_TASK STATEMENT:_ Extract from the records below every line that contains the string "fields", and copy each of those lines unchanged.
-- -- --
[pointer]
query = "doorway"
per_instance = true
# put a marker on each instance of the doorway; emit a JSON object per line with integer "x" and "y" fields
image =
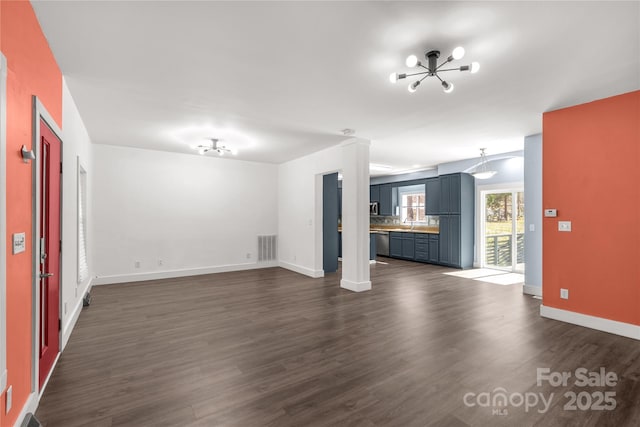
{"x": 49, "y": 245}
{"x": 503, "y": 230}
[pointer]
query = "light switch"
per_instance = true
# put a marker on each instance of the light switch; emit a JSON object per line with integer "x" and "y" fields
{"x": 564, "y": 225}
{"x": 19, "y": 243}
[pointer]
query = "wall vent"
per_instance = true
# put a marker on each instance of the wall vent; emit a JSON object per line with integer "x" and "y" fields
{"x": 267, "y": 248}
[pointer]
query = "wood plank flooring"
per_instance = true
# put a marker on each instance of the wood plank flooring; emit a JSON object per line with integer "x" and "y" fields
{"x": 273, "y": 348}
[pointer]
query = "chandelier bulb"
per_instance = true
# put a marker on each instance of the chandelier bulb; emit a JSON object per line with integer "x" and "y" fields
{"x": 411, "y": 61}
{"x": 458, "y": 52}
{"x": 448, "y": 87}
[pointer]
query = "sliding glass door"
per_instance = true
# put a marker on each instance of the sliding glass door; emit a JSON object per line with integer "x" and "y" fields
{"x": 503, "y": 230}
-- -- --
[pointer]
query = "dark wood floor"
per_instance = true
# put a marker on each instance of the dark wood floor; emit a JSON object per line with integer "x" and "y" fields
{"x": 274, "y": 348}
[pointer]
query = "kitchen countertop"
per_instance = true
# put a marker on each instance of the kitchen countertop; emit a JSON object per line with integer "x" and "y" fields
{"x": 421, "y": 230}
-- -- --
_SOLUTION BELOW:_
# put a marker on each instance of the doorway; emit a JSON object per line with integer "x" and "y" fields
# put a marker on each instance of the light switch; emit a JSON object per line with integer "x" and "y" fields
# put a marker on each instance of the wall vent; emit a JSON object per line with integer "x" and "y" fields
# put a marker on each instance of the wood plank flooring; emit a JSON object per line with integer "x" and "y" fields
# put a marker on each instance of the chandelier bulb; emit a JSON object per line with integer "x" and "y" fields
# put a marker on each instance of the sliding glass door; emit a JSON object per line with integer "x" and "y" fields
# put a marker on each instance of the dark wood floor; emit a JSON object per line with integer "x" and "y" fields
# put a marker on each instance of the kitchen countertop; emit a JSON object per line with integer "x" and "y" fields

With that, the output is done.